(Document extract):
= = = =

Frequent passages such as this illustrate the exasperation that some who are initially attracted to far-left politics can feel after a period of immersion in its often-Byzantine manoeuvrings. Kelly’s study also provides one or two moments of unintentional humour when exploring how this rivalry between some of these factions takes on laughable proportions. The Alliance for Workers’ Liberty grandly declared in 1983 that it would not be discussing cooperation with the Socialist League because ‘we are not at one with the SL, we are at war with them’. Similarly, when the possibility of working alongside another organisation was broached in the 1990s, the AWL response was: ‘We are gearing up for war with the Socialist Party. The SP have invited us to talks. OK. But we are still out to supplant and replace them.’
It is easy to mock these episodes of delusional recrimination as examples of what the Argentine writer Jorge Luis Borges might describe as ‘two bald men fighting over a comb’. However, such ideological contestations are not unique to the Trotskyist movement, and in earlier eras of the history of the left Marx and Lenin conducted theoretical battles in an equally ferocious manner, sometimes with world-historical consequences. Many observers of the 1903 London conference of the Russian Social Democrats probably felt that the schism between Bolsheviks and Mensheviks was unnecessary, and yet no-one now would dispute its monumental significance. This does not justify every accusation of ‘splitter’, of course, but it should be a reminder that theoretical and tactical battles are unavoidable among revolutionaries seeking to grapple with the protean nature of the capitalist system. In noticeable contrast, the Labour Party is notorious for downplaying theoretical interchange in the name of an anodyne ‘broad church’ approach to internal differences.
Trotskyism and its Enemies
Kelly’s attempt to explain the supposedly intrinsically fractious nature of the Trotskyist movement, however, is less helpful. He falls back on a hackneyed analogy with religious sects, particularly those within the Christian tradition, which are equally infamous for discovering apparently abstruse reasons for splitting off from one another. Citing the definition of a sect as supplied by US sociologist of religion Bryan Wilson, Kelly posits that the behaviour of the multiple versions of the Trotskyist paradigm can be comprehended as secular versions of groups such as the Moonies and Jehovah’s Witnesses:
most groups regard themselves and their members as the vanguard of the working class, a term as elitist in meaning as the religious notion of the elect. Many operate probationary periods of membership and extensive education programmes; expulsions are not uncommon … and there have been, and still are, many charismatic Trotskyist leaders, past and present, most notably Tariq Ali, Tony Cliff and Gerry Healy.
No one who has spent a significant period in or around Trotskyist groups would deny that these features are frequently evident. However, as an analytical device, the comparison with religious sects is only a marginally more sophisticated one than the Monty Python scene. The fragmented nature of the movement surely has to be placed in the larger context of the hostile forces that sought to throttle it in its infancy. The contested creation of the Fourth International in 1938 took place amid a backdrop of abductions, assassinations and infiltrations by the Stalinist-dominated Comintern. The Trotskyist movement within the USSR itself was annihilated with ruthless ferocity.
Trotsky and his followers were also confronted with the unprecedented theoretical dilemma of a state that was formally committed to the ideals of Marxism and yet appeared to be reproducing all the worst aspects of exploitation and oppression under capitalism. The kudos acquired by both the Communist and Labour parties during and immediately after the Second World War created immense pressure on the left outside those two organisations to conform to the notion of a non-revolutionary road to socialism. In addition to these constraints, Trotskyists have had to deal with not inconsiderable subversion by the secret services of the British state.

= = = =

(Raw records):
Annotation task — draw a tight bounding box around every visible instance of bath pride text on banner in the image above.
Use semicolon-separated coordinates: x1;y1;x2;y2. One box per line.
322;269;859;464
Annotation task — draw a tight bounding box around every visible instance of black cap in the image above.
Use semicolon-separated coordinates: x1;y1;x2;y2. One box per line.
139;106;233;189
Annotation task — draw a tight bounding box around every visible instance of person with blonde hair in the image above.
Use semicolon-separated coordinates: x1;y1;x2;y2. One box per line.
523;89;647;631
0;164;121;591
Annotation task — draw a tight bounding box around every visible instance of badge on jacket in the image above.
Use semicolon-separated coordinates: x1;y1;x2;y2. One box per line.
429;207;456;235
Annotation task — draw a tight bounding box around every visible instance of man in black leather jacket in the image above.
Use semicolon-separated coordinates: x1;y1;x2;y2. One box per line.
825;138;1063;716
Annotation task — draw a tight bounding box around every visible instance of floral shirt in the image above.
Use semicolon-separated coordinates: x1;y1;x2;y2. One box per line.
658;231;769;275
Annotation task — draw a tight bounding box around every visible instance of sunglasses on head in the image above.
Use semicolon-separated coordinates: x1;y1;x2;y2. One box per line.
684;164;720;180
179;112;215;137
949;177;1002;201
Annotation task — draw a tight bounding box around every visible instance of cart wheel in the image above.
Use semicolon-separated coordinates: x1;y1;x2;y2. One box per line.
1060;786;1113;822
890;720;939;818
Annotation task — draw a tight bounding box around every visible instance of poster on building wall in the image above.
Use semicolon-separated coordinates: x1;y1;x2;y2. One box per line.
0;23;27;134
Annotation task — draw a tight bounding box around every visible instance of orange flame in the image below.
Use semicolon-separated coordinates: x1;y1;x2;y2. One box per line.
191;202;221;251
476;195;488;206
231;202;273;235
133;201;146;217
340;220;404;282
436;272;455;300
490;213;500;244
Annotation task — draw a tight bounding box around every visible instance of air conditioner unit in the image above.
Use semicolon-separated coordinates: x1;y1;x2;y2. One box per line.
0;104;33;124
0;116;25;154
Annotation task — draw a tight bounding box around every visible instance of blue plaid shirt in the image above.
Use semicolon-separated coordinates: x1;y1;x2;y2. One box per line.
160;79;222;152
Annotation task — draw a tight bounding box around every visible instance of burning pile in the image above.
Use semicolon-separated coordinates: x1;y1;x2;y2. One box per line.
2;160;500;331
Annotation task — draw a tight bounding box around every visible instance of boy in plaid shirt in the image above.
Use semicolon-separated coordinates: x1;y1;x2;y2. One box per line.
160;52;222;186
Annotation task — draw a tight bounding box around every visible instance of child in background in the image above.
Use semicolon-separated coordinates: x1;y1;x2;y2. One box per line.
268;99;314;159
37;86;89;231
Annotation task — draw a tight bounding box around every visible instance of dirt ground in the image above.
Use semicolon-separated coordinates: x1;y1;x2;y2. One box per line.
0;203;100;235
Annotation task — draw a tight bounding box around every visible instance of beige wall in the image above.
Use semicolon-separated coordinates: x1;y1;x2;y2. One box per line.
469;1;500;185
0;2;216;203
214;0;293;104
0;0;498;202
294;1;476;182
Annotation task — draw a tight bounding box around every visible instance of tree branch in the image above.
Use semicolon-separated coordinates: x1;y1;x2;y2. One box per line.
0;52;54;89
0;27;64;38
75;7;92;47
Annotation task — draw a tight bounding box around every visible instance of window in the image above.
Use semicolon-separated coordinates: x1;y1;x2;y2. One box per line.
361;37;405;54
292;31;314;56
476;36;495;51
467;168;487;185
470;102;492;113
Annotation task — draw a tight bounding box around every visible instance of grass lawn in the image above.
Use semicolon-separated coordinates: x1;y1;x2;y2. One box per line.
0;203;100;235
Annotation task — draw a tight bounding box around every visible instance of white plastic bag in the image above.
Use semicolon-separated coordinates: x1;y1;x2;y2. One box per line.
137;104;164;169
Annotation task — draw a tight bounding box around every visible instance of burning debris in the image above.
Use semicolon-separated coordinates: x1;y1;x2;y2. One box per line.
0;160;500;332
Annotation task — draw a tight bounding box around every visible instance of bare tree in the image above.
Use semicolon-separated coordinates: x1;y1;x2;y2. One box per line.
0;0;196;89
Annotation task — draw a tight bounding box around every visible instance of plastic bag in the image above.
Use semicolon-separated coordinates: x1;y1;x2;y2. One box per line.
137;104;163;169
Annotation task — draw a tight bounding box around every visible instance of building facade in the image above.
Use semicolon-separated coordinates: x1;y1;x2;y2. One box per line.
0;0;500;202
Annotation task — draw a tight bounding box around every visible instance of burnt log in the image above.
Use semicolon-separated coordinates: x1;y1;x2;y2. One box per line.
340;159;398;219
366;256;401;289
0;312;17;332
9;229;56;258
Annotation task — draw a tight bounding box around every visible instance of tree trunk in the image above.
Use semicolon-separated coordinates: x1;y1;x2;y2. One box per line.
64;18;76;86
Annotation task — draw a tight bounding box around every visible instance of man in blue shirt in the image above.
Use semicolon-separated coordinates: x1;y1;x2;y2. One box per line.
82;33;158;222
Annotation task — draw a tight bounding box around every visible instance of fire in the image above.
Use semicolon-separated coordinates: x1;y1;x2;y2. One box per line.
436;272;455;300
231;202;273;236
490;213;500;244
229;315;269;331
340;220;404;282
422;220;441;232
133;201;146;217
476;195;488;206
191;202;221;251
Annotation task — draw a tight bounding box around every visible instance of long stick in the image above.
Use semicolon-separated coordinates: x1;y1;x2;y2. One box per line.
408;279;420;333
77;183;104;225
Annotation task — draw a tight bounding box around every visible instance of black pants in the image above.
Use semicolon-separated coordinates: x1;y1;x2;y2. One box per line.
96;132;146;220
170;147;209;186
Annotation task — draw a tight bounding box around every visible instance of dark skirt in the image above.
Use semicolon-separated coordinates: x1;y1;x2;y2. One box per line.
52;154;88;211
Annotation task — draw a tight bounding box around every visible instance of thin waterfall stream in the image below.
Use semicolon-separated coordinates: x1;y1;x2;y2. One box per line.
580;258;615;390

= = = =

(Set problem 1): Name every person that the passage on the Trotskyist movement presents as a charismatic Trotskyist leader.
(Set problem 2): Resume the passage on the Trotskyist movement, carrying on from its closing sentence.

(Answer 1): Tariq Ali, Tony Cliff, Gerry Healy

(Answer 2):
In light of these external pressures, the point of interest is surely not so much that British Trotskyists turned on each other at regular intervals, but that they survived in any form at all. Gratuitous and personalised polemics clearly have occurred persistently in the history of the movement, but the milieu of paranoia and suspicion in which Trotskyists have operated is not entirely self-created. Exacerbating these tendencies among those whose commitment to classical Marxism went beyond lip service was clearly in the interests of the ruling classes on either side of the Berlin Wall. A certain amount of messianism and utopianism, it could even be argued, was necessary for Trotsky’s followers to inoculate themselves against the siren songs of Western capitalism and Eastern Stalinism, as the two hegemonic systems appeared to carve-up the globe in the postwar era.
Kelly’s exposition commences with a characteristically incisive discussion of the definition of Trotskyism. The casual and unconsidered use of the term by the likes of Tom Watson belies the decades of life-and-death struggle by Trotsky and the first generation of his followers to construct a living and theoretical tradition that would equip them to survive the twin menaces of fascism and Stalinism in the inter-war period. The author condenses the concept into nine constituent elements:
The theory of permanent revolution, the united front tactic, transitional demands, critical analysis of the Soviet state, the necessity for a new fourth international, the necessity to build revolutionary, democratic-centralist vanguard parties, the necessity to build militant organisations to challenge trade union bureaucracy, the insistence on revolution not reform and the characterisation of the imperialist epoch.
Of course, the vituperative activities of certain Trotskyist groups imply that any attempt to summarise the core beliefs of the tradition would trigger an instant rebuke from certain quarters, but most interested observers would probably accept the validity of Kelly’s selection. His expositions of each of these, however, is not always as sure-footed. Trotsky’s application of the united-front tactic is contrasted with ‘Lenin’s dismissive (and ill-informed) claim that parliamentary elections merely allow workers “to decide once every few years which member of the ruling class is to repress and crush the people through parliament”’. This is a crass simplification of Lenin’s attitude to the role of bourgeois elections, which was, in reality, consistently informed by their relative significance in the ebb and flow of class struggle. August Nimitz has collated substantial evidence that Lenin always closely followed the outcomes of elections in capitalist states and would recommend participation in them by revolutionaries when tactically appropriate.
Kelly also re-treads the wearily-familiar notion that the Stalinist distortion of the legacy of 1917 was rooted in ‘the restriction of political pluralism, authoritarianism and coercion, the willingness to use violence against political opponents as practised by Lenin and Trotsky in the early years of the workers’ state’. Kelly thankfully avoids tired Cold War stereotypes most of the time, but he is amiss here by not contextualising such measures in terms of invasions by twenty-nine foreign armies and the atrocities committed by deranged counter-revolutionary generals such as Wrangel and Yudenich.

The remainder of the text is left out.